Request: Begin at the first of the rows below and stop after the line that contains "[[133, 17]]". Reproduce every line in that span with the requests unchanged, but scale each coordinate in the answers by 0.2 and round it to a whole number, rounding halves up.

(Records from a collection)
[start]

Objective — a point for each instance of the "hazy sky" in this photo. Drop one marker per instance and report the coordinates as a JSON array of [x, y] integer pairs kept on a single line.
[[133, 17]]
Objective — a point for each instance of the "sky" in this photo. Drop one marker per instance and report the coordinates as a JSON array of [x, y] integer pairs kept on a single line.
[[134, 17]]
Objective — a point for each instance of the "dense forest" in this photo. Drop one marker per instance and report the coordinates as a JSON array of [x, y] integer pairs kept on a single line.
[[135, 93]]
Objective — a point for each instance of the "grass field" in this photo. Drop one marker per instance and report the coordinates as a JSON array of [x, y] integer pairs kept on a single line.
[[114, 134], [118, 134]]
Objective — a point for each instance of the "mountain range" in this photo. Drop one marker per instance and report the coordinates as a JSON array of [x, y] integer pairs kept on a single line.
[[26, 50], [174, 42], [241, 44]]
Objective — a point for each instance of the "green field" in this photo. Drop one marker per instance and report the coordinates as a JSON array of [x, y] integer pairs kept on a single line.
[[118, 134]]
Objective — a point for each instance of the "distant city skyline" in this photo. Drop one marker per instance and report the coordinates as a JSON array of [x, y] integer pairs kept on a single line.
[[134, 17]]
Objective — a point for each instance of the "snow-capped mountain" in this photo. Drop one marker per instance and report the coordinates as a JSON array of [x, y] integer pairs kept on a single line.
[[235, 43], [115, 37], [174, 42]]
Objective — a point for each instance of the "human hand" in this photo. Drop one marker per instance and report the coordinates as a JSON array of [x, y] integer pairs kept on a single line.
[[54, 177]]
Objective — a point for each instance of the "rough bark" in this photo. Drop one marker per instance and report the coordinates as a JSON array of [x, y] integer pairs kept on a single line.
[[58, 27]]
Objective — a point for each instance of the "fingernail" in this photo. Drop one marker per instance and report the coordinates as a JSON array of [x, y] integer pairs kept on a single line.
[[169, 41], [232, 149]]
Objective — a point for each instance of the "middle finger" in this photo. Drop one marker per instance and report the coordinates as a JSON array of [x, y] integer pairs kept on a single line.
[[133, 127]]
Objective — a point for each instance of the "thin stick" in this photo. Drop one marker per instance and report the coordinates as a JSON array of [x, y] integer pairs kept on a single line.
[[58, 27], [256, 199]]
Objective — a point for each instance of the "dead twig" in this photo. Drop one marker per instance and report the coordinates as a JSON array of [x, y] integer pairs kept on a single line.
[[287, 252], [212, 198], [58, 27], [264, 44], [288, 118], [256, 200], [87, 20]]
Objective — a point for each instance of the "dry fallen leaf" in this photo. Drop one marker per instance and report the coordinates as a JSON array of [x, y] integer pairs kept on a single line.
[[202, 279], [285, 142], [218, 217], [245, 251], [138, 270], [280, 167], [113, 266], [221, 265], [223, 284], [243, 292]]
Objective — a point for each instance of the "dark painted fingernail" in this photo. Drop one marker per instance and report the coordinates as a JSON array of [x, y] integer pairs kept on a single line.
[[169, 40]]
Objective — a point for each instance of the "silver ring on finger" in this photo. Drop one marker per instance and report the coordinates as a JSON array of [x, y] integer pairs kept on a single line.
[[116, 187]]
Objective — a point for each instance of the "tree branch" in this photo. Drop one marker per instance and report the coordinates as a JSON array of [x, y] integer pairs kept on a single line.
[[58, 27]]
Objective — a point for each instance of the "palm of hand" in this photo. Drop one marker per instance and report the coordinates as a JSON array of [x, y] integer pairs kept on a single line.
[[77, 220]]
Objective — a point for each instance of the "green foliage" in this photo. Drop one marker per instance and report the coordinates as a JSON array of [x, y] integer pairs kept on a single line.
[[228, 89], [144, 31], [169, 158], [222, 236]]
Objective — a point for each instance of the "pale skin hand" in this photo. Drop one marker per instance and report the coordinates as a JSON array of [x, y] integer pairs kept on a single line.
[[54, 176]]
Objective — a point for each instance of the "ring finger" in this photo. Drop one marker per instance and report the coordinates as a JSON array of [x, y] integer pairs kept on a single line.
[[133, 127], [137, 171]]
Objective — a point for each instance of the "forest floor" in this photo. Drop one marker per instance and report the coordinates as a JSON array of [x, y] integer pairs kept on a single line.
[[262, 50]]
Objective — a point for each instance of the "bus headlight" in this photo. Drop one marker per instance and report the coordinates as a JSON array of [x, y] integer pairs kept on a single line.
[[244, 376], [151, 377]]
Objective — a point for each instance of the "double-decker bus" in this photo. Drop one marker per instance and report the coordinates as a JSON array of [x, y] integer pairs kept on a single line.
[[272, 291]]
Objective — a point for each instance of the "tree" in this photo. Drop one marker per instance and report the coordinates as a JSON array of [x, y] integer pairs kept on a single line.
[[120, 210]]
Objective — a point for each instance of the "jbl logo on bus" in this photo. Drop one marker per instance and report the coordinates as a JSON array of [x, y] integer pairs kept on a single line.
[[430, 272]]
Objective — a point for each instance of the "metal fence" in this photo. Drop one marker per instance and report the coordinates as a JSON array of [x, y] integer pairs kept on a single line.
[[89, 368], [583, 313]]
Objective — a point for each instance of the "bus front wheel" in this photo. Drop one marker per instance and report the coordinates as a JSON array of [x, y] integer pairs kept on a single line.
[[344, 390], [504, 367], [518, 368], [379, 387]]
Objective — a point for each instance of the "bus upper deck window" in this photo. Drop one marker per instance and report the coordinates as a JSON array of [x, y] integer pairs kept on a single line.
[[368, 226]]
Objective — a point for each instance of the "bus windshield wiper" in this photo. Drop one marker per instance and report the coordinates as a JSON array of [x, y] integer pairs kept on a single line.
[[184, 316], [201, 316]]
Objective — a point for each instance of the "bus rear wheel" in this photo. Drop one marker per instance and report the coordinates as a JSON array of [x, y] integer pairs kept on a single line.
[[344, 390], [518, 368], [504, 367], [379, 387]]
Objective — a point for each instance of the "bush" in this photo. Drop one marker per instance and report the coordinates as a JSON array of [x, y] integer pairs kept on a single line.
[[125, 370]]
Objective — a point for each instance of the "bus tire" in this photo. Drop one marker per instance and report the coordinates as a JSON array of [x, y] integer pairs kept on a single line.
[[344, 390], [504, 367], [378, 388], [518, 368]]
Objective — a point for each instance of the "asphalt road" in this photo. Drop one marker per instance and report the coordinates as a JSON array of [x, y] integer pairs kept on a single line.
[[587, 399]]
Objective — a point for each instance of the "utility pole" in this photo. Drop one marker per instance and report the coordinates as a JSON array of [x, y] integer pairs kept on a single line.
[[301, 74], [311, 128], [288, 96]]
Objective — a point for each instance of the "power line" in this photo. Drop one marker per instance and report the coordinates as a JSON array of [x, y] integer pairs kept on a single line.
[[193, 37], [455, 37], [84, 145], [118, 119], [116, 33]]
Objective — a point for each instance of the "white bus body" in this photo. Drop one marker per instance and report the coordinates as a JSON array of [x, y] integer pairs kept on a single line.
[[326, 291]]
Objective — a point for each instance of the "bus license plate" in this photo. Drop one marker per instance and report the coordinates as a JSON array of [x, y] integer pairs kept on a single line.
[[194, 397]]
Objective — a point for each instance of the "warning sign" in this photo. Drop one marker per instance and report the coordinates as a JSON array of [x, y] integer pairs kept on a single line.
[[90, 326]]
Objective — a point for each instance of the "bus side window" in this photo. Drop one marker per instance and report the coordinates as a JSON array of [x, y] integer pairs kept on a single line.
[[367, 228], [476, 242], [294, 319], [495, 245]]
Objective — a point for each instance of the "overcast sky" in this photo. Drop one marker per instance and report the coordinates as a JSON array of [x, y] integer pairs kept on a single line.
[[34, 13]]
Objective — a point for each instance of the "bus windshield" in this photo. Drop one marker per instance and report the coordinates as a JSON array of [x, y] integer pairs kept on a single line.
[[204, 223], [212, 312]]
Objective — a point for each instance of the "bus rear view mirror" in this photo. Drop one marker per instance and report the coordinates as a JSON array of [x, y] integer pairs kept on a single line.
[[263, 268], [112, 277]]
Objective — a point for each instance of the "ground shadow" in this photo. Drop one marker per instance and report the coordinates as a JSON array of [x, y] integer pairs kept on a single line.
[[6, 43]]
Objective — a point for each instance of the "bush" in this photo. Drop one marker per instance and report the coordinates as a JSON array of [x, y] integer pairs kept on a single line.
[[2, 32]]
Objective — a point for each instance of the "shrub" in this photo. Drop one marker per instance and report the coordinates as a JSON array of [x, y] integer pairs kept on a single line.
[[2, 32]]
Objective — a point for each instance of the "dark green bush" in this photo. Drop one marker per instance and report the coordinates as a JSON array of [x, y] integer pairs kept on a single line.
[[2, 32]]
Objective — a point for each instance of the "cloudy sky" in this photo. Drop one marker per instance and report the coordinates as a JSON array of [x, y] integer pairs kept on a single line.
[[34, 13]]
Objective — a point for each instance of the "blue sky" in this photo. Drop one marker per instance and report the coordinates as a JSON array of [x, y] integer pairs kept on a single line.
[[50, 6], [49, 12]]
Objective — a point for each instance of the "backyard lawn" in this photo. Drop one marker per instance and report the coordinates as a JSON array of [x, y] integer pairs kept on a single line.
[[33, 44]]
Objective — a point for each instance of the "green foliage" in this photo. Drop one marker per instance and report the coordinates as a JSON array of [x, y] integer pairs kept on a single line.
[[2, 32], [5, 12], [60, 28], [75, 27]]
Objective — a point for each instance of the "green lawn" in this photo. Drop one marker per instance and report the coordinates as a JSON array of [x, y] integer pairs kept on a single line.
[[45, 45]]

[end]

Finished answer:
Objective — a point for each instance of the "hazy sky" in this photo. Drop one marker per instance and report the coordinates as a JSON array of [x, y] integer pairs kept on a single line.
[[27, 3]]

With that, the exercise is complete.